Tasks to perform:
- 1) In the article about the Moulton police officer, where did the alleged drug purchase take place?
- 2) List every figure the article about the Moulton police officer gives for the officer's work in 2006.
- 3) Please extend the article about the Moulton police officer past its final sentence.

Text passage:

╔══

MOULTON — A Moulton police officer accused of buying drugs from an undercover narcotics agent Friday made 18 drug-related arrests in 2006 and was named the Dayshift Officer of the Year.

The state attorney general's office has charged Octavius Hamilton, 43, of 112 Web St., Moulton, with possession of a controlled substance for allegedly buying 30 2-milligram tablets of Xanax, an often-abused prescription anxiety drug, in the Midway Piggly Wiggly parking lot.

Investigators said they videotaped the transaction.

Moulton Police Chief Lyndon McWhorter, who was aware of but not involved in the investigation, said he had heard rumors of Hamilton's alleged drug activity but that he was always a "highly productive officer."

"I've had people make allegations in the past, but there was never anything substantial," said McWhorter.

In 2006, Hamilton made 150 arrests, issued 388 tickets and answered 932 calls, making him a qualified candidate for the department's Dayshift Officer of the Year award, said McWhorter.

He said he was "shocked and heartbroken" to find out one of his own was involved in criminal activity.

"As a superior, this is a first," he said. "It's sad, disappointing. Anytime you have an officer involved in something like this, it gives the entire department a black eye. People forget that 99 percent of officers work hard and are dedicated to their jobs."

The attorney general's office, the Lawrence County Sheriff's Department and other agencies began investigating Hamilton about two weeks ago after receiving "credible information" that Hamilton was in the market to buy drugs.

Lawrence County Sheriff Gene Mitchell said authorities have to be extra cautious when investigating a law enforcement official because of citizen complaints.

"If it's an officer, we need more solid evidence," he said. "Officers get complained on all the time because people come up with reasons to not like them. You have to be sure."

╚══

Source information:
╔══

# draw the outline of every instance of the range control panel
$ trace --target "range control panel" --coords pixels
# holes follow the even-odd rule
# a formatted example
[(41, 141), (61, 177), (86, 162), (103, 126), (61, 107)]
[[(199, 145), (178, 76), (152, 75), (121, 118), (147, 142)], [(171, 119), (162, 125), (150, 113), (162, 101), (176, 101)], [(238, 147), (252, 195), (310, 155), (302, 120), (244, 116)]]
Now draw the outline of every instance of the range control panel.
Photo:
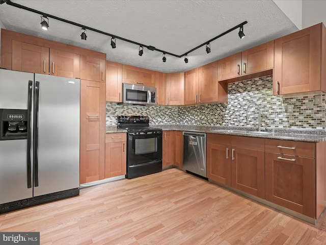
[(145, 116), (119, 116), (118, 122), (129, 124), (148, 124), (149, 117)]

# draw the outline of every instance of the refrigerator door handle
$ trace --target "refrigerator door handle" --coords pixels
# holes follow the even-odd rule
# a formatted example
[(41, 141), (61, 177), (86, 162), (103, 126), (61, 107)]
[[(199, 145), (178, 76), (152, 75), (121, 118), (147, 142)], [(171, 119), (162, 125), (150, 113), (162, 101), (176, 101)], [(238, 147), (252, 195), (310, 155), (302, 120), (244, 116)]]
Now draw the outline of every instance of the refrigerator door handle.
[(33, 81), (29, 81), (28, 102), (28, 124), (29, 128), (27, 133), (27, 188), (32, 188), (32, 100), (33, 100)]
[(38, 163), (38, 115), (39, 100), (40, 97), (40, 82), (35, 82), (34, 93), (34, 186), (39, 186), (39, 163)]

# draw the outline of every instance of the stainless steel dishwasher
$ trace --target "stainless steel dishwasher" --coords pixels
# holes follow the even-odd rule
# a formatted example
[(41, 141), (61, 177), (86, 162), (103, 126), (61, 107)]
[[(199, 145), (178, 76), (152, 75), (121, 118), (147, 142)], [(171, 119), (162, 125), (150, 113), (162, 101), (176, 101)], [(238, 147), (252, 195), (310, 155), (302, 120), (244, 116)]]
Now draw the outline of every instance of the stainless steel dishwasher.
[(206, 134), (183, 132), (183, 168), (206, 177)]

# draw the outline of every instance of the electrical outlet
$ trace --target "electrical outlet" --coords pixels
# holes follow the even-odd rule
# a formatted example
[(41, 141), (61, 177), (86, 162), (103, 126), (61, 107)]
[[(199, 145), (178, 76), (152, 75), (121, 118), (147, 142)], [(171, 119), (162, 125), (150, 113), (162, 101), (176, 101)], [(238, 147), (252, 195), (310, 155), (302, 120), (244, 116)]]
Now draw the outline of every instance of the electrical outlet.
[(316, 94), (314, 96), (315, 98), (315, 103), (314, 105), (320, 105), (321, 104), (321, 94)]
[(288, 105), (286, 107), (286, 112), (288, 113), (292, 113), (293, 112), (293, 105)]

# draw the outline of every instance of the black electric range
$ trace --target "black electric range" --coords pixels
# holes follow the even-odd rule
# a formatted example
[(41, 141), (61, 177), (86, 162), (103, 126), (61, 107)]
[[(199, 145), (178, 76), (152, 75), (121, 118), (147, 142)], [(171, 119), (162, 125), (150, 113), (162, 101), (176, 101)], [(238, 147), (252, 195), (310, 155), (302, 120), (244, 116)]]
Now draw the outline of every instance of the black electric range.
[(148, 116), (119, 116), (118, 128), (128, 132), (127, 179), (162, 170), (162, 131), (150, 127)]

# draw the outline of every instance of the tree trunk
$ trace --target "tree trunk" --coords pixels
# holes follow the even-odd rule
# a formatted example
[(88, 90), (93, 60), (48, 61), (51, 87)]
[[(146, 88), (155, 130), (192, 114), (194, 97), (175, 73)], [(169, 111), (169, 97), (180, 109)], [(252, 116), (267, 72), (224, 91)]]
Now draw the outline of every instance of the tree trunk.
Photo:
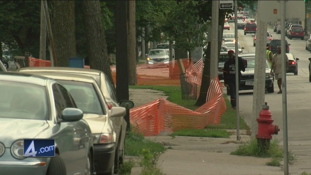
[[(219, 11), (219, 25), (222, 26), (221, 36), (223, 36), (224, 33), (224, 25), (225, 24), (225, 13), (223, 10)], [(218, 52), (220, 52), (220, 48), (222, 45), (222, 39), (218, 39)], [(204, 62), (204, 69), (201, 83), (201, 88), (200, 88), (200, 95), (198, 100), (194, 105), (200, 106), (206, 103), (206, 98), (207, 95), (207, 91), (210, 85), (210, 42), (208, 42), (206, 54), (205, 61)], [(218, 58), (219, 62), (219, 58)]]
[(136, 85), (136, 27), (135, 26), (135, 0), (129, 0), (129, 85)]
[[(87, 55), (91, 69), (103, 71), (113, 83), (99, 0), (83, 0)], [(114, 84), (114, 83), (113, 84)]]
[(53, 37), (57, 65), (68, 67), (68, 58), (76, 56), (76, 35), (74, 0), (55, 0)]

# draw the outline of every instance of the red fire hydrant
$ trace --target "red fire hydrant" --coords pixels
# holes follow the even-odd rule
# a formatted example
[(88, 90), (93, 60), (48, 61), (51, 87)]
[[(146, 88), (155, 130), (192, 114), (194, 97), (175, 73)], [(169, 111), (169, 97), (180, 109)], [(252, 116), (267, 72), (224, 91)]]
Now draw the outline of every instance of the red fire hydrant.
[(256, 138), (259, 146), (264, 149), (269, 149), (272, 135), (277, 135), (280, 130), (278, 125), (272, 124), (274, 120), (271, 118), (272, 115), (267, 105), (268, 103), (265, 102), (262, 110), (259, 113), (259, 118), (257, 118), (258, 132)]

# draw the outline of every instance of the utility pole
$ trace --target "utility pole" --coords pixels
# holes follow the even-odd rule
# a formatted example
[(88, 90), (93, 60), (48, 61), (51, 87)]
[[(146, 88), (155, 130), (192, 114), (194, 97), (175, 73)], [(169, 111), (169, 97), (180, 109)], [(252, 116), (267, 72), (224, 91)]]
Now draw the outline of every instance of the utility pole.
[[(218, 20), (219, 0), (212, 2), (212, 27), (210, 48), (210, 80), (218, 77)], [(209, 34), (208, 34), (209, 35)]]
[(41, 1), (41, 16), (40, 23), (40, 52), (39, 58), (46, 60), (47, 27), (43, 1)]
[(141, 28), (141, 54), (140, 55), (141, 56), (141, 58), (142, 58), (143, 60), (145, 60), (146, 59), (146, 56), (145, 56), (145, 54), (146, 54), (145, 52), (145, 28), (144, 27), (142, 27)]
[[(261, 6), (258, 1), (257, 12), (260, 13)], [(260, 20), (260, 15), (257, 16), (257, 31), (256, 31), (256, 49), (255, 51), (255, 75), (254, 77), (254, 92), (253, 95), (253, 114), (252, 118), (252, 138), (256, 138), (258, 130), (257, 119), (264, 105), (265, 85), (266, 75), (266, 50), (267, 47), (267, 22)], [(262, 59), (265, 58), (265, 59)]]
[[(48, 34), (49, 35), (49, 40), (50, 41), (50, 55), (52, 55), (52, 57), (51, 58), (51, 66), (57, 67), (57, 62), (56, 59), (56, 53), (55, 52), (55, 47), (54, 46), (54, 40), (53, 40), (53, 35), (52, 35), (52, 28), (51, 25), (51, 20), (50, 20), (50, 14), (49, 14), (49, 8), (48, 8), (48, 2), (46, 0), (43, 0), (44, 6), (44, 14), (45, 15), (45, 18), (47, 22), (47, 26), (48, 28)], [(52, 53), (52, 54), (51, 54)]]

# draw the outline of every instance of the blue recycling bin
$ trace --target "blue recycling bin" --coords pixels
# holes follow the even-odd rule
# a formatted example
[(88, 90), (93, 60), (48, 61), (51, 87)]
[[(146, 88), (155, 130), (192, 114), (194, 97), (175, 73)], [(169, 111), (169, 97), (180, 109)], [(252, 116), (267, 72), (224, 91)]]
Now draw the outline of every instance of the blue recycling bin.
[(68, 67), (69, 68), (84, 68), (84, 58), (73, 57), (68, 59)]

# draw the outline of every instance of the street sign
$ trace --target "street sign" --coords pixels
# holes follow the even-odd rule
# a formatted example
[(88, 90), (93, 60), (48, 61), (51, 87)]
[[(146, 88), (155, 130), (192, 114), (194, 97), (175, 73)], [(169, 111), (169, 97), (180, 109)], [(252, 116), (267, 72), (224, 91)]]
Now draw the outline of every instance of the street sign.
[[(306, 18), (305, 2), (302, 0), (285, 0), (285, 21), (303, 21)], [(259, 0), (261, 7), (258, 11), (260, 20), (276, 22), (281, 20), (281, 4), (279, 0)]]
[(219, 0), (220, 9), (233, 9), (233, 0)]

╚══

Task answers:
- 1) In the Midway Piggly Wiggly parking lot.

- 2)
- 18 drug-related arrests
- 150 arrests
- 388 tickets issued
- 932 calls answered

- 3)
The Lawrence County Jail released Hamilton on Saturday on $7,500 bond, but the investigation is ongoing, said Mitchell.

"It will continue for several days until we've gotten all the information processed to see what leads where," he said. "We still have to answer questions like 'Where were these drugs going?' and 'What was their purpose?' "

Mitchell said Hamilton was not given a drug test after his arrest.

Hamilton, who has worked in law enforcement for 18 years, is suspended without pay pending the results of the investigation. McWhorter said it is unlikely that he will return to the police department if convicted.

"It will be up to the council and the personnel board," he said. "But, if convicted, the (Alabama Police Officer Standard Training) commission would surely take away his certification."

This is not the first time Hamilton has been suspended or fired.

The Moulton City Council fired him on March 6, 1995, for loitering on the job. Hamilton was reportedly driving home during his shift and going to sleep.

Hamilton denied the allegations and filed a wrongful termination lawsuit, claiming he was being racially discriminated against.

He won his case and returned to the police department in 1998.